## Article
------------------------------------
On Fri, 2009-08-07 at 16:38 -0400, Eric Paris wrote:
> On Sat, 2009-08-08 at 05:23 +0900, OGAWA Hirofumi wrote:
> > Eric Paris <eparis@redhat.com> writes:
> > 
> > > On Fri, 2009-08-07 at 06:05 -0400, Amerigo Wang wrote:
> > >> V2 -> V3:
> > >> Call notify_change() before clearing suid/sgid.
> > >> Thanks to OGAWA Hirofumi.
> > >> 
> > >> V1 -> V2:
> > >> Introduce dentry_remove_suid(), and use it in do_truncate().
> > >> Thanks to Eric Paris.
> > >> 
> > >> 
> > >> When suid is set and the non-owner user has write permission,
> > >> any writing into this file should be allowed and suid should be
> > >> removed after that.
> > >> 
> > >> However, current kernel only allows writing without truncations,
> > >> when we do truncations on that file, we get EPERM. This is a bug.
> > >> 
> > >> Steps to reproduce this bug:
> > >> 
> > >> % ls -l rootdir/file1
> > >> -rwsrwsrwx 1 root root 3 Jun 25 15:42 rootdir/file1
> > >> % echo h > rootdir/file1
> > >> zsh: operation not permitted: rootdir/file1
> > >> % ls -l rootdir/file1
> > >> -rwsrwsrwx 1 root root 3 Jun 25 15:42 rootdir/file1
> > >> % echo h >> rootdir/file1
> > >> % ls -l rootdir/file1
> > >> -rwxrwxrwx 1 root root 5 Jun 25 16:34 rootdir/file1
> > >> 
> > >> This patch fixes it.
------------------------------------
## Instruction
According to the patch message, why is the EPERM on truncating the file a bug? Answer in one to three sentences. The patch message has nothing to do with the records that come after it.

## Provided data
------------------------------------
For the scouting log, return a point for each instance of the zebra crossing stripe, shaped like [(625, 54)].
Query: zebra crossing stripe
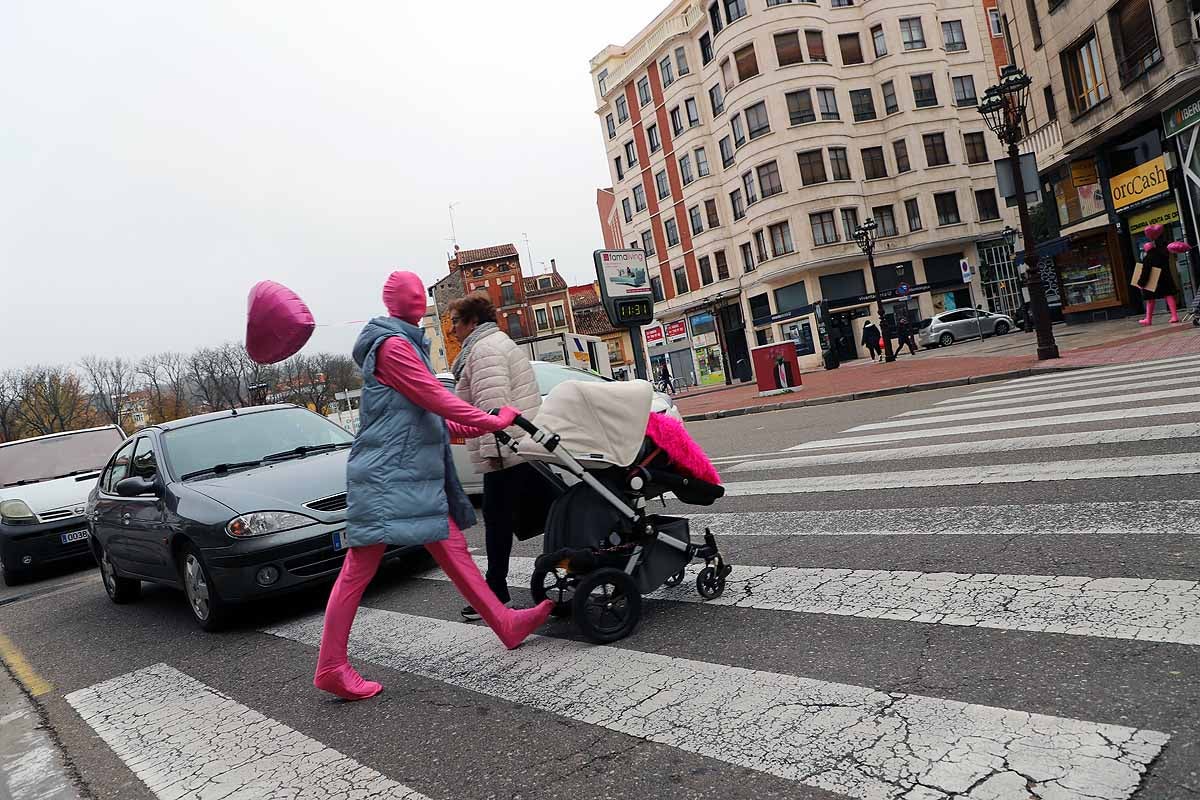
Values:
[(1002, 425), (852, 740), (1170, 517), (185, 739), (959, 416), (1104, 391), (1050, 440)]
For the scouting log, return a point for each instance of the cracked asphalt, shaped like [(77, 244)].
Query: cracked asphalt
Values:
[(923, 642)]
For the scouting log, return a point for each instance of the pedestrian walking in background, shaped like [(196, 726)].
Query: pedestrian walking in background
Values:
[(492, 372)]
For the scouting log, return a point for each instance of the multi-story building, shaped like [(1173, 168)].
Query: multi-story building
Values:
[(747, 139), (1114, 113)]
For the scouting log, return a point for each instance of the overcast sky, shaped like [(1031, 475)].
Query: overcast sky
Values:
[(157, 158)]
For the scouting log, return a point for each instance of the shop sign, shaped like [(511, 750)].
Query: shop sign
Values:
[(1162, 215), (1141, 184), (1179, 119)]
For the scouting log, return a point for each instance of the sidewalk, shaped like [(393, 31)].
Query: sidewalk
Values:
[(961, 364)]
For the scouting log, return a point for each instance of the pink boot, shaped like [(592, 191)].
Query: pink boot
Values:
[(1173, 307), (334, 671), (511, 626), (1150, 313)]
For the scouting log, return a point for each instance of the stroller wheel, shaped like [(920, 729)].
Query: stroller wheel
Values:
[(607, 605), (553, 584), (711, 583)]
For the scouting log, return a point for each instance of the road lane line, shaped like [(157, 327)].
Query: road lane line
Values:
[(852, 740), (185, 739)]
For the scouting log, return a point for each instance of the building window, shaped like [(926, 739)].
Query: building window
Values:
[(839, 164), (900, 148), (935, 150), (825, 229), (977, 148), (827, 101), (985, 203), (672, 230), (924, 94), (947, 208), (874, 166), (953, 37), (886, 220), (643, 90), (912, 209), (815, 41), (757, 122), (768, 179), (891, 104), (880, 40), (912, 34), (799, 107), (714, 220), (747, 62), (787, 48), (681, 276), (863, 104), (851, 48), (964, 91), (1084, 72)]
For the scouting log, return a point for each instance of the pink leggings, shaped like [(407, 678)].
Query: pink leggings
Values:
[(334, 671)]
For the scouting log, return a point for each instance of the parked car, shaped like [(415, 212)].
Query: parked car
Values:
[(43, 488), (547, 376), (228, 506), (949, 326)]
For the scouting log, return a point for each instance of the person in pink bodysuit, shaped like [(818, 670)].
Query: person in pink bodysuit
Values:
[(400, 367)]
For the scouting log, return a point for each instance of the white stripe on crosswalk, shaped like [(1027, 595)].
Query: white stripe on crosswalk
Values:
[(852, 740), (1057, 420), (1116, 391), (184, 739), (947, 415), (1049, 440), (1051, 518)]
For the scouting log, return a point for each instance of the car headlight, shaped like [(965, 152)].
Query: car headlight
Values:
[(17, 512), (259, 523)]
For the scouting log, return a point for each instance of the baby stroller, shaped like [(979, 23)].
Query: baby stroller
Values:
[(603, 549)]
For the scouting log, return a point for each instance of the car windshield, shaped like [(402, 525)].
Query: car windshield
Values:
[(45, 458), (247, 438)]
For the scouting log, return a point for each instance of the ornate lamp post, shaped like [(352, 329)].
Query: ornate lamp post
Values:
[(865, 236), (1003, 108)]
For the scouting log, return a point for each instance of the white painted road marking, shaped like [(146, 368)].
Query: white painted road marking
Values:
[(184, 739), (1050, 440), (853, 740)]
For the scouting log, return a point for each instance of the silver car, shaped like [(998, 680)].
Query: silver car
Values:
[(951, 326)]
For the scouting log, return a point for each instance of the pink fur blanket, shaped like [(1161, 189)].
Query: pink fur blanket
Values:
[(683, 451)]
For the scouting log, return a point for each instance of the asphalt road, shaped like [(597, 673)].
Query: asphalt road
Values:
[(906, 619)]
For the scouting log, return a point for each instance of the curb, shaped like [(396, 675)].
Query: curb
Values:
[(876, 392)]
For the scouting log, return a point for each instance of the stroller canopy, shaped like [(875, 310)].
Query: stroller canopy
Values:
[(597, 422)]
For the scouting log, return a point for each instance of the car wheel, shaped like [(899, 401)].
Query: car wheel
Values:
[(120, 590), (208, 609)]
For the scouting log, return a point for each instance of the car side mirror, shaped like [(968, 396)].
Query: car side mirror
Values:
[(136, 485)]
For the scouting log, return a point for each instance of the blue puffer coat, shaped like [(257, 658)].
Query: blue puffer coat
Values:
[(401, 481)]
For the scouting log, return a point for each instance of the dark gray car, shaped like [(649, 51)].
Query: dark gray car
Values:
[(228, 506)]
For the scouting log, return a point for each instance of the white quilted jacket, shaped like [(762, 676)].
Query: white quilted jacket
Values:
[(497, 373)]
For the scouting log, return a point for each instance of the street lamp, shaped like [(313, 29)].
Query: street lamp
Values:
[(1003, 109), (865, 235)]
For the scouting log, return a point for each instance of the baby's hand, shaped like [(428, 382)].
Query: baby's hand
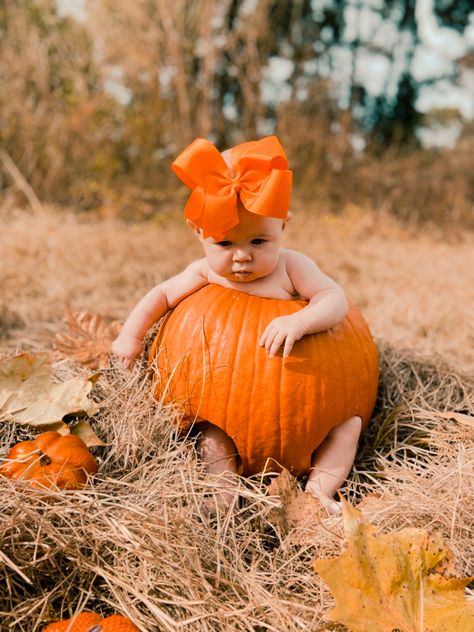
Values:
[(284, 330), (127, 348)]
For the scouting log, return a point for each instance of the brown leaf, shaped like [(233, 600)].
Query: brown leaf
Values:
[(89, 339), (466, 420), (401, 580), (28, 394), (297, 509), (84, 431)]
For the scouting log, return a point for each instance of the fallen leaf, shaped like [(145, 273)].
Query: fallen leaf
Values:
[(297, 508), (84, 431), (89, 339), (395, 581), (461, 418), (28, 394)]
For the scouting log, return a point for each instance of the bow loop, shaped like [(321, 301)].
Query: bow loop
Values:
[(261, 178)]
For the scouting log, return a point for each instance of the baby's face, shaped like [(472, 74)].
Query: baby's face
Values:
[(249, 251)]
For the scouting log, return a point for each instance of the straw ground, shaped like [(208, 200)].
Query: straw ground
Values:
[(137, 541)]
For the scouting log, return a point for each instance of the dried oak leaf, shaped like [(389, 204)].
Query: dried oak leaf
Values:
[(297, 508), (28, 394), (396, 581), (89, 339)]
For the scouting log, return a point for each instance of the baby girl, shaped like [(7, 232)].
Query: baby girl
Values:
[(238, 211)]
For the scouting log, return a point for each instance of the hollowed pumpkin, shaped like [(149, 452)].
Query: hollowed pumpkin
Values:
[(50, 460), (277, 410), (92, 622)]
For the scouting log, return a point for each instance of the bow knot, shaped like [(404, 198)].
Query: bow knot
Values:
[(236, 184), (262, 181)]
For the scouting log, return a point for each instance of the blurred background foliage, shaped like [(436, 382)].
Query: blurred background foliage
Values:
[(98, 96)]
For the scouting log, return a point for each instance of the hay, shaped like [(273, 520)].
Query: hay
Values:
[(138, 541)]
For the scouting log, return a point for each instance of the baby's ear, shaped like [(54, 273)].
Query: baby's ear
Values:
[(196, 230)]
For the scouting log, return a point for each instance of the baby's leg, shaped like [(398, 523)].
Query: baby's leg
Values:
[(332, 462), (219, 454)]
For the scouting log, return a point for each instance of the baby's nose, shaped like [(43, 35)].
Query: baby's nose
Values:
[(242, 255)]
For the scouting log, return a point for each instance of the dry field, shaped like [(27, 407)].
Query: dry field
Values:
[(137, 542)]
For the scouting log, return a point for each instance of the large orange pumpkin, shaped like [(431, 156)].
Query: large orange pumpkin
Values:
[(92, 622), (277, 410), (50, 460)]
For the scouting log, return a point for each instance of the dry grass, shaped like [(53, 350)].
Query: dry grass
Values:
[(136, 541)]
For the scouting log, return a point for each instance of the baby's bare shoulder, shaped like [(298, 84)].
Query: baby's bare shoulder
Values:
[(295, 259)]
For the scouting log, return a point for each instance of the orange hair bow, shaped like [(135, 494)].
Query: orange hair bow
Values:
[(262, 180)]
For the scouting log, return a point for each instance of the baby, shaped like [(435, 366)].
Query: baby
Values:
[(238, 211)]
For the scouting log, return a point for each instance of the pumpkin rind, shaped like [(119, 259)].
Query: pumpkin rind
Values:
[(207, 358), (90, 621), (50, 460)]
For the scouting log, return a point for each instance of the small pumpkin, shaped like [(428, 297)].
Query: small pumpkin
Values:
[(93, 622), (206, 357), (51, 460)]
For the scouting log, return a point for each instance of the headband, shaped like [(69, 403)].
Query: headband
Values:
[(262, 180)]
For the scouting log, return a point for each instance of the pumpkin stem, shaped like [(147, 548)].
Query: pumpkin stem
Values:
[(45, 460)]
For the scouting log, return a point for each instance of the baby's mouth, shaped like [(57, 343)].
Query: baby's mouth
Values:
[(241, 273)]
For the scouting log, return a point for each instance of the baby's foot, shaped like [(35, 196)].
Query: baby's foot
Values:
[(330, 505)]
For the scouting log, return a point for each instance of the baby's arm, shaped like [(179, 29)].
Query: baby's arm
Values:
[(128, 345), (327, 305)]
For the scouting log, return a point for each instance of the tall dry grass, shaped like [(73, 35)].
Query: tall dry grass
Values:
[(137, 541)]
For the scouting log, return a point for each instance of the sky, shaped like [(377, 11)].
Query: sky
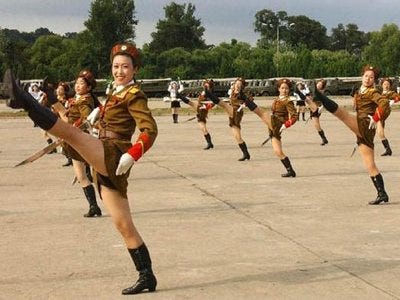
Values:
[(223, 19)]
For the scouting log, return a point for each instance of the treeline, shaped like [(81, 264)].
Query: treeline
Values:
[(293, 46)]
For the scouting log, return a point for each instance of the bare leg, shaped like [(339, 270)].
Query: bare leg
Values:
[(348, 119), (203, 128), (227, 107), (88, 146), (368, 158), (264, 116), (80, 172), (317, 124), (380, 131), (277, 146), (119, 210), (237, 134)]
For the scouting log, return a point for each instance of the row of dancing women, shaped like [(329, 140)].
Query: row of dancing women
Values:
[(372, 106), (112, 153)]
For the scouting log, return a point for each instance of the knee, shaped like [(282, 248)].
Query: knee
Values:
[(124, 227)]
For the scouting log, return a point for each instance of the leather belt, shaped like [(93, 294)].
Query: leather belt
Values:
[(107, 134)]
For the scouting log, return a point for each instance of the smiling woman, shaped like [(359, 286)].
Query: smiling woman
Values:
[(113, 154)]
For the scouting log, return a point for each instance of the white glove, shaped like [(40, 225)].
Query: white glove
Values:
[(93, 116), (296, 96), (283, 127), (372, 123), (125, 162), (241, 107), (95, 132), (306, 90)]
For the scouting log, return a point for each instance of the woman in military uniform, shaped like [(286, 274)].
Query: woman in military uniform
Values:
[(61, 94), (174, 88), (113, 154), (205, 102), (315, 108), (238, 100), (300, 103), (283, 116), (79, 108), (371, 108), (392, 97)]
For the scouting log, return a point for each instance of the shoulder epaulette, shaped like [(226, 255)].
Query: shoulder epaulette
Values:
[(133, 89)]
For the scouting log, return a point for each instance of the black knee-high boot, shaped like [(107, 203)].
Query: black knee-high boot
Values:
[(146, 280), (323, 137), (94, 209), (388, 151), (329, 104), (40, 115), (50, 141), (209, 143), (288, 166), (246, 154), (380, 187)]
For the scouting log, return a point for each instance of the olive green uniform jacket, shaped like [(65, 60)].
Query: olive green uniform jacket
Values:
[(122, 113), (282, 110), (367, 104)]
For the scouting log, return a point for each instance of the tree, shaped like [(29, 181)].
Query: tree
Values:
[(384, 50), (308, 32), (348, 38), (110, 21), (268, 24), (179, 29)]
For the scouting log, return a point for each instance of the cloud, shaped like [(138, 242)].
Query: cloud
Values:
[(222, 19)]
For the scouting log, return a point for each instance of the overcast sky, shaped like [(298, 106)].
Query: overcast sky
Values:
[(222, 19)]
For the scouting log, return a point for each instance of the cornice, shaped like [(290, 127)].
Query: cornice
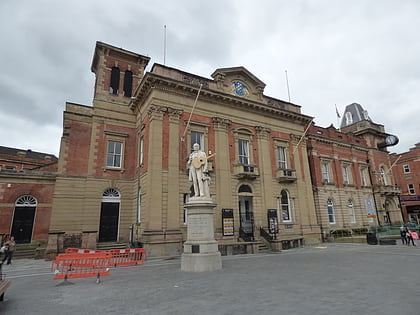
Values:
[(153, 81)]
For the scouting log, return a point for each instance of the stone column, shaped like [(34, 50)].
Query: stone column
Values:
[(201, 249)]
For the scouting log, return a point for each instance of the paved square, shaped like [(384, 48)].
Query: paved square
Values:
[(325, 279)]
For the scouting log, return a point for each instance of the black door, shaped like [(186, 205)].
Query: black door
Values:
[(108, 226), (246, 217), (23, 222)]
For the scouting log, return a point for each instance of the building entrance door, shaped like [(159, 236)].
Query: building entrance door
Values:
[(23, 222), (246, 216), (108, 226)]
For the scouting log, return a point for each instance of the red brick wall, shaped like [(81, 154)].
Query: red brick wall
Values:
[(42, 192)]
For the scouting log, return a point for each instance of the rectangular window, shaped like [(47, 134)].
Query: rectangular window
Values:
[(141, 152), (352, 215), (411, 189), (243, 152), (281, 151), (114, 154), (346, 176), (197, 137), (363, 176), (330, 208), (325, 172)]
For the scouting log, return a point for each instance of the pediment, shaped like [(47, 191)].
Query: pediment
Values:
[(239, 81)]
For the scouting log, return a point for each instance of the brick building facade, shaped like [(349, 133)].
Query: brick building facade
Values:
[(27, 181), (406, 171), (121, 175)]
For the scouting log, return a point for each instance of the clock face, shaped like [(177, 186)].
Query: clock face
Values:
[(240, 88), (391, 140)]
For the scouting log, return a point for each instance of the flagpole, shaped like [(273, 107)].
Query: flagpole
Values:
[(338, 118)]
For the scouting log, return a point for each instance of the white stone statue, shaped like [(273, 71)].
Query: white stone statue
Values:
[(198, 172)]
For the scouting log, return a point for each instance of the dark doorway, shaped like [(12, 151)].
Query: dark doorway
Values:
[(246, 216), (108, 226), (23, 222)]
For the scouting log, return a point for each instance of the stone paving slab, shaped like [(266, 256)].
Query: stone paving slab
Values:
[(325, 279)]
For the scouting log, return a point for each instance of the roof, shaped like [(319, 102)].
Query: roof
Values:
[(27, 154)]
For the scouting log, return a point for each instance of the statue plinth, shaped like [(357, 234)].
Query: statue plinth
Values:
[(201, 251)]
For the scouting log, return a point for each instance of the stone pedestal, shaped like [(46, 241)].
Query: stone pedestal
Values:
[(55, 244), (89, 239), (200, 250)]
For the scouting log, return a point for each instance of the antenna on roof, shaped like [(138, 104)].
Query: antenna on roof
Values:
[(287, 83), (164, 45)]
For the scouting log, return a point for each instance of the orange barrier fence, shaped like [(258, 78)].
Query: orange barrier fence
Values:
[(83, 265), (128, 257), (82, 251)]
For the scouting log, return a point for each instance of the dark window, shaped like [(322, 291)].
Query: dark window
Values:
[(245, 188), (115, 80), (128, 83)]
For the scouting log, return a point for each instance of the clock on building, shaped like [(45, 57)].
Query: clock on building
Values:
[(239, 88)]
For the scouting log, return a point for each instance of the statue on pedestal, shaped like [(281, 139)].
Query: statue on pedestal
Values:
[(198, 172)]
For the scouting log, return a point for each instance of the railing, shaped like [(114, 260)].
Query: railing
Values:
[(246, 236), (246, 171), (264, 234), (285, 175)]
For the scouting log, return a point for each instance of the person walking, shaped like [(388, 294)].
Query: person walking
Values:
[(9, 250), (410, 237), (403, 234)]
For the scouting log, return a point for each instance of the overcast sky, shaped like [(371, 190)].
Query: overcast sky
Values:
[(334, 52)]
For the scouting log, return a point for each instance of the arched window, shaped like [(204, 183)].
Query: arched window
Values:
[(349, 118), (285, 206), (352, 215), (115, 80), (26, 201), (330, 209), (110, 215), (23, 219), (128, 83), (383, 176), (111, 193)]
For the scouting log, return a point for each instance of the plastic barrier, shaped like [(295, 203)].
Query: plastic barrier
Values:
[(128, 257), (82, 251), (84, 265)]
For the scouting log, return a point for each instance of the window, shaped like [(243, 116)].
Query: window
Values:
[(139, 206), (330, 208), (411, 189), (197, 137), (141, 151), (349, 118), (285, 206), (243, 151), (325, 172), (352, 215), (346, 174), (128, 83), (346, 179), (281, 151), (115, 80), (114, 154), (363, 176), (185, 210), (383, 176)]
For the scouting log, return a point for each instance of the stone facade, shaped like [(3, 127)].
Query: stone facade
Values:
[(122, 175)]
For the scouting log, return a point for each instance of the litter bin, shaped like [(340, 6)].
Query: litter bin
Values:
[(371, 239)]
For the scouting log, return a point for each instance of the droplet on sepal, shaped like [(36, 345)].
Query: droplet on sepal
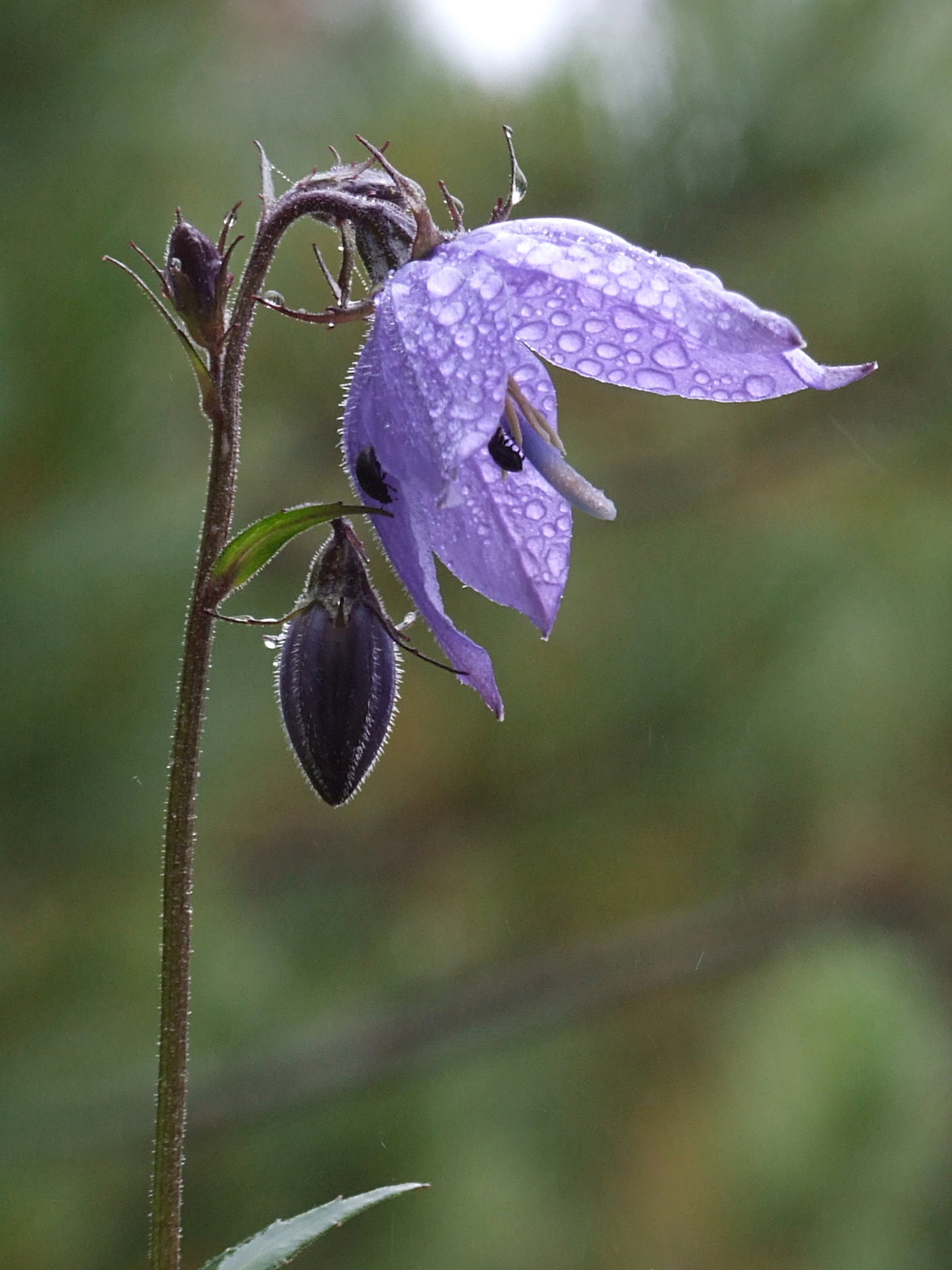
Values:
[(338, 672)]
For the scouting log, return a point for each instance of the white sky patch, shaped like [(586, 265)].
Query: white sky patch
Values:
[(499, 42)]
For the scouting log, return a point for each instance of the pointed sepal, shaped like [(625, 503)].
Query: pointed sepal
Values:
[(251, 549)]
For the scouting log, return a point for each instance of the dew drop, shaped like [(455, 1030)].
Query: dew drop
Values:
[(543, 254), (444, 281), (565, 269), (491, 286), (530, 332), (759, 385), (656, 381), (448, 315), (570, 340), (626, 320), (670, 355)]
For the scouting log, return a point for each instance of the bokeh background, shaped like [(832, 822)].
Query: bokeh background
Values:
[(746, 701)]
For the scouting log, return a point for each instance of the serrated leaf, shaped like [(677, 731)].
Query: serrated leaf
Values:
[(281, 1241), (251, 549)]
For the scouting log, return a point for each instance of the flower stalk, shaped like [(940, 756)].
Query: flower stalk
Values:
[(345, 196)]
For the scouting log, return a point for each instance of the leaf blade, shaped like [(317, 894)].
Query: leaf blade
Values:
[(251, 549), (281, 1241)]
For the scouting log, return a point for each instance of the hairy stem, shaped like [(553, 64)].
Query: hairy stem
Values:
[(311, 197), (165, 1236)]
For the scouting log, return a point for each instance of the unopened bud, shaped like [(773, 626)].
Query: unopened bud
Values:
[(196, 285), (338, 672)]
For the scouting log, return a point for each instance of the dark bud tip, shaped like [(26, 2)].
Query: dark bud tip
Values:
[(193, 282), (338, 673), (504, 453)]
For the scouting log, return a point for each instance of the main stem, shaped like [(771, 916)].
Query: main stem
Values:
[(165, 1236), (311, 197)]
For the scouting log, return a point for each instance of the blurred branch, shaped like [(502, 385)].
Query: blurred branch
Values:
[(535, 992), (541, 991)]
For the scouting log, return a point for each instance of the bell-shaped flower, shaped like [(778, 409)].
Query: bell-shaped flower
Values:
[(451, 416)]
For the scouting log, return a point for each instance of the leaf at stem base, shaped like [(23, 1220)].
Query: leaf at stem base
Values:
[(281, 1241)]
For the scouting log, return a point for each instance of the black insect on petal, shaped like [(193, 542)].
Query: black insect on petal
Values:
[(371, 479), (192, 281), (338, 672), (504, 453)]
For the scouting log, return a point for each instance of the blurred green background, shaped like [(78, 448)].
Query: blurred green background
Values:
[(749, 685)]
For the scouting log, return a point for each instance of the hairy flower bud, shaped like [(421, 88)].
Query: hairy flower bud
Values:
[(338, 672), (197, 283)]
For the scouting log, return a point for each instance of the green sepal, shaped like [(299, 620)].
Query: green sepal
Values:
[(251, 549), (206, 384), (281, 1241)]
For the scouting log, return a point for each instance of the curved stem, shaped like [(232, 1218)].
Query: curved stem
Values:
[(224, 409), (165, 1234)]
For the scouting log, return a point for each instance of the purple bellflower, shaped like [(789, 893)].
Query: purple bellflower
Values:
[(451, 416)]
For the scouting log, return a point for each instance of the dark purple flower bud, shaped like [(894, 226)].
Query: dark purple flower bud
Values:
[(338, 672), (197, 283)]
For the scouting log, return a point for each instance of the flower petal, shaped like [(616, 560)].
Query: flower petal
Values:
[(444, 334), (378, 415), (508, 535), (587, 300)]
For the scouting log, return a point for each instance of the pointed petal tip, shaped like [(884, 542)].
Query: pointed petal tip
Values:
[(825, 377)]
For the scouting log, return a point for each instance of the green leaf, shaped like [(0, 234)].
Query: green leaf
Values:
[(281, 1241), (251, 549)]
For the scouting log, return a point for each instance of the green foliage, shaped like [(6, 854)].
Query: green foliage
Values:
[(281, 1241), (749, 679), (251, 549)]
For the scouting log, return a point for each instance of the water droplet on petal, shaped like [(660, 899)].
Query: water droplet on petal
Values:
[(491, 286), (570, 342), (626, 320), (654, 381), (759, 385), (444, 281), (532, 332), (670, 355), (448, 315)]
------------------------------------
## Exercise output
When suid is set and a non-owner user has write permission, any writing into the file should be allowed, with suid removed afterward. The current kernel allows only writing without truncations and returns EPERM when the file is truncated, so a permitted write is refused.